[Collected data entries]
== Segment start ==

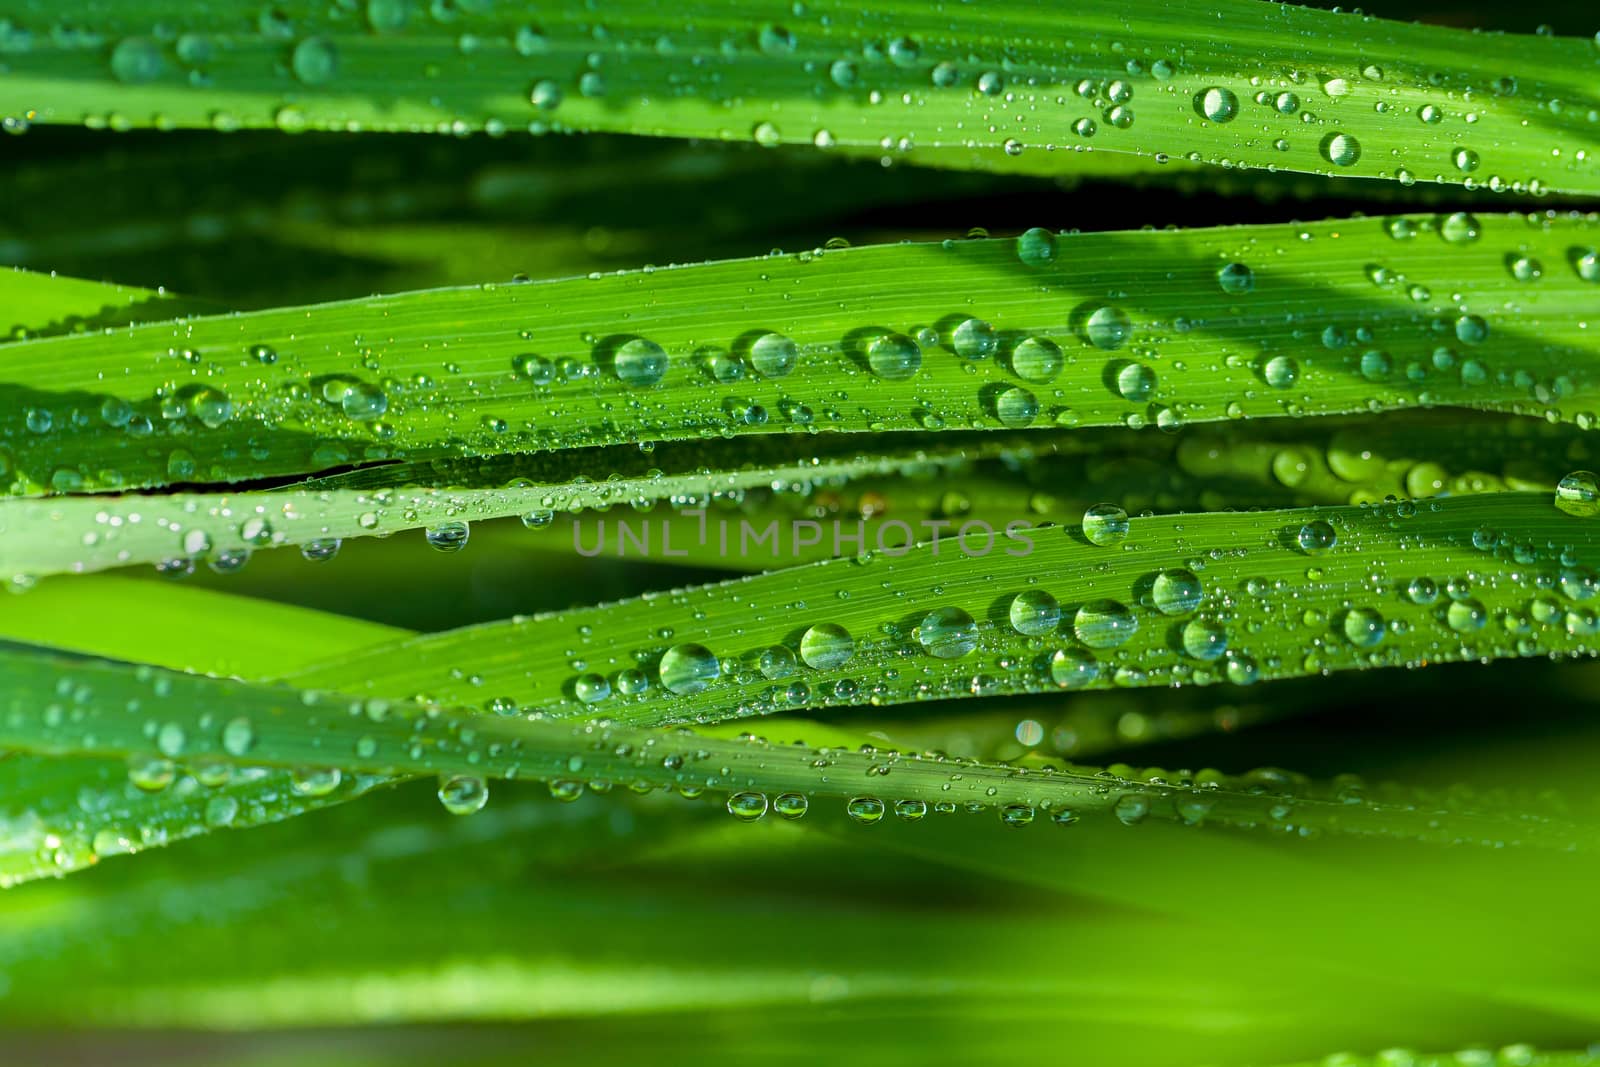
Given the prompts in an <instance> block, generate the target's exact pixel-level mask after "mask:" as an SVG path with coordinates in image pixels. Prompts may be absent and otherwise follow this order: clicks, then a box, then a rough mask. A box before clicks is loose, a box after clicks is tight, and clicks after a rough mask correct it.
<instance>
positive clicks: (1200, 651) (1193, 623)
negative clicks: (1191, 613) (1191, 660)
mask: <svg viewBox="0 0 1600 1067" xmlns="http://www.w3.org/2000/svg"><path fill="white" fill-rule="evenodd" d="M1182 641H1184V651H1186V653H1189V654H1190V656H1194V657H1195V659H1203V661H1206V662H1210V661H1213V659H1218V657H1219V656H1221V654H1222V653H1226V651H1227V630H1224V629H1222V627H1221V625H1219V624H1216V622H1211V621H1208V619H1190V621H1189V622H1186V624H1184V632H1182Z"/></svg>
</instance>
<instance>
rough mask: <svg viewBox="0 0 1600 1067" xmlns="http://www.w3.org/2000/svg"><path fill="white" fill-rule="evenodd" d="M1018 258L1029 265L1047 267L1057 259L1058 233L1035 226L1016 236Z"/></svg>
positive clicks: (1040, 266) (1029, 266)
mask: <svg viewBox="0 0 1600 1067" xmlns="http://www.w3.org/2000/svg"><path fill="white" fill-rule="evenodd" d="M1016 258H1018V259H1021V261H1022V262H1026V264H1027V266H1029V267H1045V266H1050V264H1051V262H1054V259H1056V235H1054V234H1051V232H1050V230H1046V229H1043V227H1040V226H1035V227H1032V229H1029V230H1022V235H1021V237H1018V238H1016Z"/></svg>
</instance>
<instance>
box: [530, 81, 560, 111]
mask: <svg viewBox="0 0 1600 1067" xmlns="http://www.w3.org/2000/svg"><path fill="white" fill-rule="evenodd" d="M562 98H563V93H562V86H560V85H557V83H555V82H552V80H550V78H539V80H538V82H534V83H533V90H530V93H528V102H531V104H533V106H534V107H538V109H539V110H555V109H557V107H560V106H562Z"/></svg>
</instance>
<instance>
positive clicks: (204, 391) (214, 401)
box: [189, 387, 234, 430]
mask: <svg viewBox="0 0 1600 1067" xmlns="http://www.w3.org/2000/svg"><path fill="white" fill-rule="evenodd" d="M189 413H190V414H194V416H195V419H198V421H200V426H205V427H208V429H213V430H214V429H216V427H219V426H222V424H224V422H227V421H229V419H230V418H234V402H232V400H229V398H227V394H224V392H222V390H219V389H211V387H202V389H198V390H197V392H195V394H194V395H192V397H190V398H189Z"/></svg>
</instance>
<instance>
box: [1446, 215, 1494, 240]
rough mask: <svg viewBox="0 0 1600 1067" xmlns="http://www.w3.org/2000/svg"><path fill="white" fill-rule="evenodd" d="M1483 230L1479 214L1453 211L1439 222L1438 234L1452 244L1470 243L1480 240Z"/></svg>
mask: <svg viewBox="0 0 1600 1067" xmlns="http://www.w3.org/2000/svg"><path fill="white" fill-rule="evenodd" d="M1482 232H1483V227H1482V226H1480V224H1478V219H1477V216H1474V214H1469V213H1467V211H1453V213H1450V214H1446V216H1445V218H1443V219H1442V221H1440V224H1438V235H1440V237H1442V238H1443V240H1445V242H1446V243H1450V245H1469V243H1472V242H1475V240H1478V234H1482Z"/></svg>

== Segment end ==

WHAT TO PRODUCE
Retype the data above exactly; pictures are not part of the copy.

COMPLETED EXERCISE
Given the prompts in an <instance> block, generate the target's exact pixel-level mask after "mask:" as an SVG path with coordinates in image pixels. Prompts may be absent and otherwise follow this order: clicks, then a box, then a rough mask. A box before clicks is loose, a box after clicks is tight, and clicks after a rough mask correct it.
<instance>
positive clicks: (1200, 651) (1193, 623)
negative clicks: (1191, 613) (1191, 660)
mask: <svg viewBox="0 0 1600 1067" xmlns="http://www.w3.org/2000/svg"><path fill="white" fill-rule="evenodd" d="M1182 641H1184V651H1186V653H1189V654H1190V656H1194V657H1195V659H1203V661H1206V662H1210V661H1213V659H1218V657H1219V656H1221V654H1222V653H1226V651H1227V630H1224V629H1222V627H1221V625H1219V624H1216V622H1211V621H1208V619H1190V621H1189V622H1186V624H1184V632H1182Z"/></svg>
</instance>
<instance>
rough mask: <svg viewBox="0 0 1600 1067" xmlns="http://www.w3.org/2000/svg"><path fill="white" fill-rule="evenodd" d="M1018 258L1029 265L1047 267L1057 259L1058 233L1035 226L1016 236Z"/></svg>
positive clicks: (1040, 266) (1029, 266)
mask: <svg viewBox="0 0 1600 1067" xmlns="http://www.w3.org/2000/svg"><path fill="white" fill-rule="evenodd" d="M1016 258H1018V259H1021V261H1022V262H1026V264H1027V266H1029V267H1045V266H1050V264H1051V262H1054V259H1056V235H1054V234H1051V232H1050V230H1046V229H1043V227H1040V226H1035V227H1032V229H1029V230H1022V235H1021V237H1018V238H1016Z"/></svg>
</instance>
<instance>
box: [530, 81, 560, 111]
mask: <svg viewBox="0 0 1600 1067" xmlns="http://www.w3.org/2000/svg"><path fill="white" fill-rule="evenodd" d="M562 98H563V93H562V86H560V85H557V83H555V82H552V80H550V78H539V80H538V82H534V83H533V90H530V93H528V102H531V104H533V106H534V107H538V109H539V110H555V109H557V107H560V106H562Z"/></svg>
</instance>
<instance>
positive clicks: (204, 391) (214, 401)
box: [189, 387, 234, 430]
mask: <svg viewBox="0 0 1600 1067" xmlns="http://www.w3.org/2000/svg"><path fill="white" fill-rule="evenodd" d="M189 413H190V414H194V416H195V419H198V421H200V426H205V427H208V429H213V430H214V429H216V427H219V426H222V424H224V422H227V421H229V419H230V418H234V402H232V400H229V398H227V394H224V392H222V390H219V389H211V387H202V389H198V390H197V392H195V394H194V395H192V397H190V398H189Z"/></svg>
</instance>
<instance>
box: [1446, 215, 1494, 240]
rough mask: <svg viewBox="0 0 1600 1067" xmlns="http://www.w3.org/2000/svg"><path fill="white" fill-rule="evenodd" d="M1483 230L1479 214L1453 211L1439 222L1438 234L1452 244L1470 243L1480 240Z"/></svg>
mask: <svg viewBox="0 0 1600 1067" xmlns="http://www.w3.org/2000/svg"><path fill="white" fill-rule="evenodd" d="M1482 232H1483V227H1482V226H1480V224H1478V219H1477V216H1474V214H1469V213H1467V211H1453V213H1450V214H1446V216H1445V218H1443V219H1442V221H1440V224H1438V235H1440V237H1442V238H1443V240H1445V242H1446V243H1450V245H1469V243H1472V242H1475V240H1478V234H1482Z"/></svg>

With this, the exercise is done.